> What the exercise asks:
Write out every line of the material as it stands, apart from the pictures.

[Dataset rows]
========
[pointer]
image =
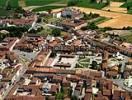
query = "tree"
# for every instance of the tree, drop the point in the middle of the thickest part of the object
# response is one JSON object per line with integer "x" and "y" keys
{"x": 94, "y": 65}
{"x": 56, "y": 32}
{"x": 93, "y": 1}
{"x": 72, "y": 2}
{"x": 92, "y": 26}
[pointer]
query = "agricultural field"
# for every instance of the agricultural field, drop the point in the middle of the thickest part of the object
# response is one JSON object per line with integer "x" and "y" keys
{"x": 12, "y": 3}
{"x": 127, "y": 37}
{"x": 4, "y": 3}
{"x": 88, "y": 4}
{"x": 46, "y": 8}
{"x": 43, "y": 2}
========
> Reply to the task:
[pointer]
image =
query = "tree"
# for every instance of the tree, drop the point in the middle of the thickest part of the object
# response is one JSON object per line with integer "x" and "y" keys
{"x": 94, "y": 65}
{"x": 56, "y": 32}
{"x": 93, "y": 1}
{"x": 72, "y": 2}
{"x": 92, "y": 26}
[pointer]
query = "agricultural field"
# for every instance of the agricultural field, drop the point in the middle of the thickest part of the object
# response is one JSON object per line with integer "x" and "y" keys
{"x": 12, "y": 3}
{"x": 127, "y": 37}
{"x": 4, "y": 3}
{"x": 88, "y": 4}
{"x": 46, "y": 8}
{"x": 43, "y": 2}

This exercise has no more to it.